### Les consignes
A) Transcrivez fidèlement un extrait du texte sur la mainlevée en Inde. Commencez aux mots « Temps nécessaire pour » et arrêtez-vous après « à l’échelon national. ».
B) D'après le texte sur la mainlevée en Inde, combien de complexes de fret aérien figurent dans l'échantillon utilisé pour la NTRS 2023 ?
C) Rédigez la suite du texte sur les délais de mainlevée en Inde, à partir de sa dernière phrase.

En Inde, les premiers efforts pour mesurer régulièrement le temps moyen nécessaire à la mainlevée ont commencé en 2013[5], avec la TRS menée au JNCH. Au fur et à mesure que les initiatives de facilitation des échanges ont progressé, les méthodes de mesure se sont affinées, notamment grâce à l’adoption d’une démarche axée sur une TRS annuelle, afin de suivre le traitement des déclarations d’importation et d’exportation soumises dans le pays au cours d’une période d’échantillonnage d’une semaine. Le JNCH a encore une fois fait figure de pionnier dans la conduite de la TRS annuelle en 2017, suite à l’entrée en vigueur de l’AFE. La TRS de 2018 s’est fondée sur la définition du temps moyen nécessaire pour la mainlevée préconisée par l’OMD et qui correspond à la moyenne arithmétique du temps écoulé entre l’arrivée de la cargaison, c’est-à-dire à peu près le moment où le navire reçoit l’autorisation d’entrer dans le port, et sa mise à la consommation finale sur le marché national, c’est-à-dire le moment où la douane libère la cargaison, étant entendu que plus le délai est court, meilleure sera la performance. Depuis lors, la CBIC réalise non plus des TRS aux ports locaux, mais bien des TRS nationales (NTRS), en adoptant la méthodologie normalisée mise au point au JNCH.

Temps nécessaire pour la mainlevée des importations – une amélioration soutenue

La NTRS 2024 étant en cours de préparation, le présent article s’appuie sur les informations tirées de la NTRS 2023 pour présenter des données moyennes sur les délais de mainlevée à l’exportation et à l’importation pour quatre types d’infrastructure, sur la base d’un échantillon de quatre ports maritimes, six complexes de fret aérien, trois dépôts intérieurs de conteneurs (ICD) et deux postes de contrôle intégrés (ICP), répartis dans tout le pays et représentant collectivement environ 80 % des déclarations d’importation et 70 % des déclarations d’exportation à l’échelon national.

Il est évident que les efforts ciblés visant à faciliter les échanges, qui englobent la mise en œuvre intégrale de toutes les dispositions énoncées dans l’AFE et qui s’inspirent des instruments de l’OMD, ont permis d’améliorer sensiblement les temps moyens nécessaires pour la mainlevée des importations dans toutes les catégories de ports, comme le montre le diagramme ci-dessous.

Diagramme 1 : Temps moyen nécessaire pour la mainlevée des importations – par catégorie de port (en heures, arrondies)

### Données fournies
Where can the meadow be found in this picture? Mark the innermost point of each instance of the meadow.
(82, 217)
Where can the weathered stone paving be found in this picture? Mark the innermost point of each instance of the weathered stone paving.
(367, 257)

### Les réponses
A)
Temps nécessaire pour la mainlevée des importations – une amélioration soutenue

La NTRS 2024 étant en cours de préparation, le présent article s’appuie sur les informations tirées de la NTRS 2023 pour présenter des données moyennes sur les délais de mainlevée à l’exportation et à l’importation pour quatre types d’infrastructure, sur la base d’un échantillon de quatre ports maritimes, six complexes de fret aérien, trois dépôts intérieurs de conteneurs (ICD) et deux postes de contrôle intégrés (ICP), répartis dans tout le pays et représentant collectivement environ 80 % des déclarations d’importation et 70 % des déclarations d’exportation à l’échelon national.

B) Six complexes de fret aérien.

C)
Le temps moyen pour la mainlevée des importations au JNCH a été inclus pour montrer l’amélioration significative qui est susceptible d’être intervenue dans d’autres ports/catégories. Les améliorations substantielles qui apparaissent sont le fruit d’une série de mesures, notamment le respect de tous les engagements pris au titre de l’AFE concernant l’harmonisation et la rationalisation des processus de dédouanement des marchandises, l’adoption plus large de la technologie et une action concertée de sensibilisation du public pour garantir la participation des opérateurs aux mesures de facilitation des échanges.

La NTRS 2023 a également conclu que « l’amélioration du temps moyen de mainlevée s’accompagne également d’un écart-type plus faible, ce qui permet d’assurer avec plus de certitude le dédouanement rapide des marchandises ».[12] Toutefois, il est évident qu’en dépit de résultats tout à fait respectables, les objectifs cibles du NTFAP n’ont pas été atteints à la fin de la période 2020-2023 couverte par le deuxième plan d’action. Ces études ont donc tenté de déterminer les mesures qui ont été couronnées de succès et, plus important encore, les défis et les obstacles rencontrés.

Avant de les examiner dans la section suivante, passons brièvement en revue les progrès relevés par un autre indicateur de performance, à savoir la « distance parcourue pour atteindre l’objectif cible du NTFAP ». Cet indicateur, qui calcule en pourcentage la part des déclarations d’importation traitées le plus rapidement et pour lesquelles le temps moyen de mainlevée se situe dans les limites de l’objectif cible du plan d’action applicable, montre également une amélioration significative.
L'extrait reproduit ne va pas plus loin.